▶ **Spatial annotation data**
+++
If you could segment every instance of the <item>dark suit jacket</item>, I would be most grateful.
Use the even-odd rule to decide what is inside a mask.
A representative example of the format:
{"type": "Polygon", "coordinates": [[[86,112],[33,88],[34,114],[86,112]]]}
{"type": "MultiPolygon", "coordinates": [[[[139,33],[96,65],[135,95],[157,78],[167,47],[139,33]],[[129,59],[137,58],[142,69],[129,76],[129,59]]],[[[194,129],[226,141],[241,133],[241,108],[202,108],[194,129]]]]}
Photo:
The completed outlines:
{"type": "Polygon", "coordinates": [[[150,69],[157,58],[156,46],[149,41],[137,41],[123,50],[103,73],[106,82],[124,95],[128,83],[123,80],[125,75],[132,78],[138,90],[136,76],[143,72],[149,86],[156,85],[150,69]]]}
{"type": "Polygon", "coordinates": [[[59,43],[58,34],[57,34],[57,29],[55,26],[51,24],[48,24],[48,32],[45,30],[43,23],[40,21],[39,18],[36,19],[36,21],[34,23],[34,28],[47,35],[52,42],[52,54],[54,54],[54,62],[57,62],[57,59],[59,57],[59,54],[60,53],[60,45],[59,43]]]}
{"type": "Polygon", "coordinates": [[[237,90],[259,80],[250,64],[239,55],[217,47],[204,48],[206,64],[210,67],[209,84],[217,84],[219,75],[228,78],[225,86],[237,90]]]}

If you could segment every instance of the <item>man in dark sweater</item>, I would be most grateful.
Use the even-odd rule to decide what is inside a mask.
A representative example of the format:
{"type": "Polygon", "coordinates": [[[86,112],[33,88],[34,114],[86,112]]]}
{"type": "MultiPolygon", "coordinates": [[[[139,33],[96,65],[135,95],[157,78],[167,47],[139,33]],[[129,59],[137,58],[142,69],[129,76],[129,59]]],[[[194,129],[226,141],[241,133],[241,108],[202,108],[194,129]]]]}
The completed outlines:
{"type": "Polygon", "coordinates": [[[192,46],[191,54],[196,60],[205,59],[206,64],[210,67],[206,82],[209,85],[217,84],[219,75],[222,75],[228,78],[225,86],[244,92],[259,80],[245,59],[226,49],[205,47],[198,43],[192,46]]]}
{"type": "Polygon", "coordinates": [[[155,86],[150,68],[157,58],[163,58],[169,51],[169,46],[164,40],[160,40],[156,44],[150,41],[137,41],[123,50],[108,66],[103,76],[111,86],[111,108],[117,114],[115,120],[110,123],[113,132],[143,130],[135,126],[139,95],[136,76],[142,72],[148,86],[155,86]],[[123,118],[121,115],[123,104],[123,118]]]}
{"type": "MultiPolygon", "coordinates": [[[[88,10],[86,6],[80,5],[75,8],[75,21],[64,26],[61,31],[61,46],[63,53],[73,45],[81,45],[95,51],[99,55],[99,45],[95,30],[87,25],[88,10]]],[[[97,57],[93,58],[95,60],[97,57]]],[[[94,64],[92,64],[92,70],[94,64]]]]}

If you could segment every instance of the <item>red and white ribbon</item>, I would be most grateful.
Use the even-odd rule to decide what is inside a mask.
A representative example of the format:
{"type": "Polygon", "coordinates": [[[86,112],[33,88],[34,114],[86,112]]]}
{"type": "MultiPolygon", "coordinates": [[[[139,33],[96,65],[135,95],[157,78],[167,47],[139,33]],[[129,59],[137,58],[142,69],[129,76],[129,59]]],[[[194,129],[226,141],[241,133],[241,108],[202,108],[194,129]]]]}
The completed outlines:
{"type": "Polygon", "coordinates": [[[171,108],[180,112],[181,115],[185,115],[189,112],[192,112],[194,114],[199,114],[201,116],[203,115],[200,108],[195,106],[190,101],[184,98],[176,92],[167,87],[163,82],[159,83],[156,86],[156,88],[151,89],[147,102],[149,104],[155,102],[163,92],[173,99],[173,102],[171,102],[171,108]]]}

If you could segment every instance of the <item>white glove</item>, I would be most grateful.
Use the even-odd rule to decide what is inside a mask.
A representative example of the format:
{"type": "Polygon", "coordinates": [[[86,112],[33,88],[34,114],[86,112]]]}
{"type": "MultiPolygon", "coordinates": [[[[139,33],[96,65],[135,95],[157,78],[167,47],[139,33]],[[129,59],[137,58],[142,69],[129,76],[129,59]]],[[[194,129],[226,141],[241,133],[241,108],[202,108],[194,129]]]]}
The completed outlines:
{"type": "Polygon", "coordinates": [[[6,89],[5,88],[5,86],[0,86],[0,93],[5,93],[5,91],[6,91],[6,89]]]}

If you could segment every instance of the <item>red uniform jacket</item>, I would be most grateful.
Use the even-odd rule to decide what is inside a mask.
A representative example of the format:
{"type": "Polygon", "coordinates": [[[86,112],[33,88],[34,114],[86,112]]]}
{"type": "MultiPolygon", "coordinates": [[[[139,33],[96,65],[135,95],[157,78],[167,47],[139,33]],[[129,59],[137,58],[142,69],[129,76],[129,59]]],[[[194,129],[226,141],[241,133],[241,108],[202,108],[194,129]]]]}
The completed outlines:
+++
▶ **Task description**
Copy every line of the data above word for word, leaving nothing out.

▶ **The output**
If you could segment every instance of the <item>dark suit jacket</item>, I would be most grateful.
Use the even-odd rule to decide what is inside a mask.
A representative example of the format:
{"type": "Polygon", "coordinates": [[[86,112],[33,88],[34,114],[86,112]]]}
{"type": "MultiPolygon", "coordinates": [[[[139,33],[96,65],[135,95],[157,78],[167,47],[139,33]],[[129,59],[137,58],[142,69],[129,76],[129,59]]],[[[194,129],[226,141],[241,133],[241,108],[202,108],[194,129]]]]}
Photo:
The completed outlines:
{"type": "Polygon", "coordinates": [[[150,69],[157,58],[156,46],[149,41],[137,41],[123,50],[103,73],[106,82],[124,95],[128,83],[123,80],[125,75],[132,78],[138,90],[136,76],[143,72],[149,86],[156,85],[150,69]]]}
{"type": "Polygon", "coordinates": [[[59,43],[58,34],[57,34],[57,29],[55,26],[51,24],[48,24],[48,32],[45,30],[43,23],[40,21],[39,18],[36,19],[36,21],[34,23],[34,28],[47,35],[52,42],[52,54],[54,54],[54,62],[57,62],[57,59],[59,57],[59,54],[60,53],[60,45],[59,43]]]}
{"type": "Polygon", "coordinates": [[[237,90],[259,80],[250,64],[239,55],[217,47],[204,48],[206,64],[210,67],[209,84],[217,84],[219,75],[228,78],[225,86],[237,90]]]}

If you could segment every instance of the <item>man in dark sweater</item>, I would be most grateful.
Use the even-odd rule to decide what is inside a mask.
A representative example of the format:
{"type": "Polygon", "coordinates": [[[86,112],[33,88],[34,114],[86,112]]]}
{"type": "MultiPolygon", "coordinates": [[[[139,33],[96,65],[135,95],[157,78],[167,47],[139,33]],[[129,59],[137,58],[142,69],[129,76],[129,59]]],[[[194,129],[226,141],[241,133],[241,108],[202,108],[194,129]]]]}
The completed outlines:
{"type": "Polygon", "coordinates": [[[192,46],[191,54],[196,60],[205,59],[206,64],[210,67],[206,82],[209,85],[217,84],[219,75],[222,75],[228,78],[225,86],[244,92],[259,80],[245,59],[226,49],[205,47],[198,43],[192,46]]]}
{"type": "Polygon", "coordinates": [[[155,86],[150,68],[157,58],[163,58],[169,51],[169,46],[164,40],[160,40],[156,44],[150,41],[137,41],[123,50],[108,66],[103,76],[111,86],[111,108],[117,114],[115,120],[110,123],[113,132],[143,130],[135,126],[139,95],[136,76],[142,72],[148,86],[155,86]],[[123,118],[121,115],[123,104],[123,118]]]}
{"type": "MultiPolygon", "coordinates": [[[[88,10],[86,6],[80,5],[75,8],[75,21],[64,26],[61,31],[61,46],[63,53],[73,45],[81,45],[95,51],[99,55],[99,45],[95,30],[87,25],[88,10]]],[[[97,57],[93,58],[95,60],[97,57]]],[[[94,64],[92,64],[92,70],[94,64]]]]}

If you could segment every instance of the <item>red and white ribbon</item>, I would be most grateful.
Use the even-odd rule to decide what is inside a mask.
A representative example of the format:
{"type": "Polygon", "coordinates": [[[86,112],[33,88],[34,114],[86,112]]]}
{"type": "MultiPolygon", "coordinates": [[[[139,33],[96,65],[135,95],[157,78],[167,47],[139,33]],[[129,59],[137,58],[142,69],[129,76],[129,59]]],[[[194,129],[226,141],[241,133],[241,108],[202,108],[194,129]]]]}
The completed outlines:
{"type": "Polygon", "coordinates": [[[171,108],[180,112],[181,115],[185,115],[189,112],[192,112],[194,114],[199,114],[201,116],[203,115],[200,108],[195,106],[190,101],[184,98],[176,92],[167,87],[163,82],[159,83],[156,86],[156,88],[151,89],[147,102],[149,104],[155,102],[163,92],[173,99],[173,102],[171,102],[171,108]]]}

If you could segment every instance of the <item>white glove</item>, I would be most grateful.
Use the even-odd rule to decide what is inside a mask.
A representative example of the format:
{"type": "Polygon", "coordinates": [[[86,112],[33,88],[34,114],[86,112]]]}
{"type": "MultiPolygon", "coordinates": [[[[139,33],[96,65],[135,95],[157,78],[167,47],[139,33]],[[129,59],[137,58],[142,69],[129,76],[129,59]]],[[[194,129],[226,141],[241,133],[241,108],[202,108],[194,129]]]]}
The completed outlines:
{"type": "Polygon", "coordinates": [[[6,89],[5,88],[5,86],[0,86],[0,93],[5,93],[5,91],[6,91],[6,89]]]}

If you could segment every instance of the <item>red uniform jacket</item>, I would be most grateful.
Use the even-odd rule to decide what is inside a mask.
A representative example of the format:
{"type": "Polygon", "coordinates": [[[86,112],[33,88],[34,114],[86,112]]]}
{"type": "MultiPolygon", "coordinates": [[[[139,33],[96,65],[135,95],[157,78],[167,47],[139,33]],[[129,59],[137,58],[142,69],[129,76],[129,59]]],[[[194,129],[226,141],[241,133],[241,108],[202,108],[194,129]]]]}
The completed outlines:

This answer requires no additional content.